PASSAGE SHOWN ::
No device or technology is perfect, so you won’t be surprised to hear me tell you that MU-MIMO WI-Fi doesn’t come without its drawbacks.
The one big drawback is that to get the most out of MU-MIMO, both the router and the device itself must be fully MU-MIMO compatible in order to communicate with each other.
MU-MIMO routers are currently only able to broadcast over the more modern 802.11ac wireless standard; a signal which many devices are unable to decode and work with yet, unfortunately.
Also, MU-MIMO does work best with stationary Wi-Fi devices, so if you walk around your home streaming an online video on your smartphone, you won’t be getting the full benefit of MU-MIMO even if your smartphone does support it.
As a result, your router may even limit your smartphone’s connection to it by using SU-MIMO instead. This is so the moving connection doesn’t negatively impact the stronger MU-MIMO connections given to static devices.
Do You Need MU-MIMO Wi-Fi?
As we all know, modern homes have an ever-increasing number of devices that are constantly connected to a Wi-Fi network.
Even though some of your devices will not support MU-MIMO, you can still benefit from having a router that supports MU-MIMO thanks to their ability to better handle multiple devices being connected to it at any one time.
I would recommend considering a MU-MIMO router should you have 8 or more devices connected to your home Wi-Fi.
MU-MIMO is a wireless technology used to better support networks where multiple people and their devices are trying to access a wireless network at the same time.

JOB 1 ::
In the records, change "Examine" to "Inspect" from the line with "sidewalk and provide bounding boxes." up to and including the last line of the records, and return only those lines, otherwise unchanged.
The passage above has no connection to the records.

RECORDS ::
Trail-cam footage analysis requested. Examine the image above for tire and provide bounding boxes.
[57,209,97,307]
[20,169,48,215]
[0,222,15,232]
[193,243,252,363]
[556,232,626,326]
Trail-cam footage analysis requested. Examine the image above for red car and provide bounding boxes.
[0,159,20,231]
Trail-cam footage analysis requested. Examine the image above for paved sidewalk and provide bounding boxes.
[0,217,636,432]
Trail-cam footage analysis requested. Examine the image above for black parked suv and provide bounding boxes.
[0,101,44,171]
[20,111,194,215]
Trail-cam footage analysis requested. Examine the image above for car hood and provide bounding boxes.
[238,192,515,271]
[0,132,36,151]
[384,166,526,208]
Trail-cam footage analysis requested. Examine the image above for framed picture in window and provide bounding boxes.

JOB 2 ::
Extend the passage on MU-MIMO Wi-Fi beyond its last sentence.

WRITTEN REPLY 1 ::
Trail-cam footage analysis requested. Inspect the image above for paved sidewalk and provide bounding boxes.
[0,217,636,432]
Trail-cam footage analysis requested. Inspect the image above for black parked suv and provide bounding boxes.
[0,101,44,171]
[20,111,194,215]
Trail-cam footage analysis requested. Inspect the image above for car hood and provide bounding boxes.
[238,192,515,271]
[0,132,36,151]
[384,166,526,208]
Trail-cam footage analysis requested. Inspect the image above for framed picture in window and provide bounding boxes.

WRITTEN REPLY 2 ::
This technology allows a router to break up the available bandwidth into individual streams that share a portion of the bandwidth evenly, regardless of the device it is sending data to.
The result is each device not having to wait in turn to receive a share of the bandwidth as MU-MIMO can provide a signal to multiple devices simultaneously.
The caveat being the streams are spatial, so devices that are in close proximity to each other will have to share the same stream and with that, the stream’s share of the bandwidth.
Also, MU-MIMO only works for downlink connections, so content creators uploading large video files to YouTube will not benefit from it as much compared to those who are online gaming, for example.
The big drawback with MU-MIMO is that both the router and the device itself must support MU-MIMO in order to take full advantage of it. Even today, not all routers and devices support this wireless technology.
That being said, I would still recommend a MU-MIMO supported router for any home network that has 8 or more devices connected via Wi-Fi for their ability to better handle multiple connections at the same time.